Please turn everything below, from the line containing "Return the polygon of every instance of the leafy" down to the line containing "188 55 L 173", into a numbered list, including both of those lines and leaving out any blank lines.
>> START RECORDS TO USE
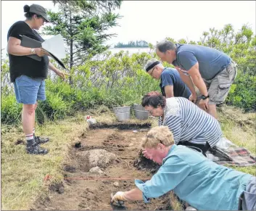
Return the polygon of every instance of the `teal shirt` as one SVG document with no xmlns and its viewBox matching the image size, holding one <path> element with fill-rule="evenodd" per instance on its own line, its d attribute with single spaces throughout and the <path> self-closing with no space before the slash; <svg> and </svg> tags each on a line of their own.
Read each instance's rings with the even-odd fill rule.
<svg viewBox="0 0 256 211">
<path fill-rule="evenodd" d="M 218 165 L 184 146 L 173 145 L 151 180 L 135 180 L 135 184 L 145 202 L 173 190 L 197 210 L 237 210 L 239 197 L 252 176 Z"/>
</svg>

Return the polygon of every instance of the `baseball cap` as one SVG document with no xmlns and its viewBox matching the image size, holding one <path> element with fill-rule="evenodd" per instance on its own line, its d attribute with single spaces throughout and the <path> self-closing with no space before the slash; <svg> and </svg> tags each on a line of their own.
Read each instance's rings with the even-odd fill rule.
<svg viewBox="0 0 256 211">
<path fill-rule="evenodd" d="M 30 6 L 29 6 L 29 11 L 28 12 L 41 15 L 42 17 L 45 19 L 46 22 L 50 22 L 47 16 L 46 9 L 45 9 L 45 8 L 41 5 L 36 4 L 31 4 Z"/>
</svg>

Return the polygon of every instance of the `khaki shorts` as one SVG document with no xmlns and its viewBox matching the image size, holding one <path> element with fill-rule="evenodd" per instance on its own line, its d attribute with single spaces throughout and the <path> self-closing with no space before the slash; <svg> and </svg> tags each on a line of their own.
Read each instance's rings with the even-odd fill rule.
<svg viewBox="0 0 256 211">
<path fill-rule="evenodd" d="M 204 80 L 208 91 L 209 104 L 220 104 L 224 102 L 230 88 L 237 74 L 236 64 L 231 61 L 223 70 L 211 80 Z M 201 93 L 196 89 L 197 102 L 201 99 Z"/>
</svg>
>> END RECORDS TO USE
>> START RECORDS TO USE
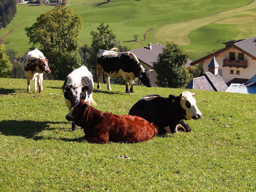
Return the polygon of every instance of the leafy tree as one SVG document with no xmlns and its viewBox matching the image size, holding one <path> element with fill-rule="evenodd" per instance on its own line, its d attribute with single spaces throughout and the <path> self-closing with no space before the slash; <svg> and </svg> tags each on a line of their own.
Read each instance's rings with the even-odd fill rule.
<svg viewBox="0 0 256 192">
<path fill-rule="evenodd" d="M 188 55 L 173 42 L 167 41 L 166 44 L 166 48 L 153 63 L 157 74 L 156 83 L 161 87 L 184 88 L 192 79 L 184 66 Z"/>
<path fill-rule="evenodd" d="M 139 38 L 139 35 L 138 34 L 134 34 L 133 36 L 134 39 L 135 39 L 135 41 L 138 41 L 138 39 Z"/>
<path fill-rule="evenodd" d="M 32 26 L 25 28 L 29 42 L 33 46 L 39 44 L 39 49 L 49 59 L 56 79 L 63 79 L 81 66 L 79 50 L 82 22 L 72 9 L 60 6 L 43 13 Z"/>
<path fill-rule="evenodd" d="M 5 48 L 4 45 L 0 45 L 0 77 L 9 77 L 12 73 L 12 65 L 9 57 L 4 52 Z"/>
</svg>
>> END RECORDS TO USE
SOLVED EXERCISE:
1. Return the polygon of every instance of the leafy tree as one SVG document with no xmlns and its viewBox matching the image size, holding one <path> element with fill-rule="evenodd" per instance on its own line, its d attribute with single spaces throughout and the <path> self-closing with no space before the slash; <svg> and </svg> tags each on a line of their own.
2. Read each instance's rings with the even-odd fill rule.
3. <svg viewBox="0 0 256 192">
4. <path fill-rule="evenodd" d="M 188 55 L 173 42 L 167 41 L 166 44 L 166 48 L 153 63 L 157 74 L 156 83 L 161 87 L 184 88 L 192 79 L 184 66 Z"/>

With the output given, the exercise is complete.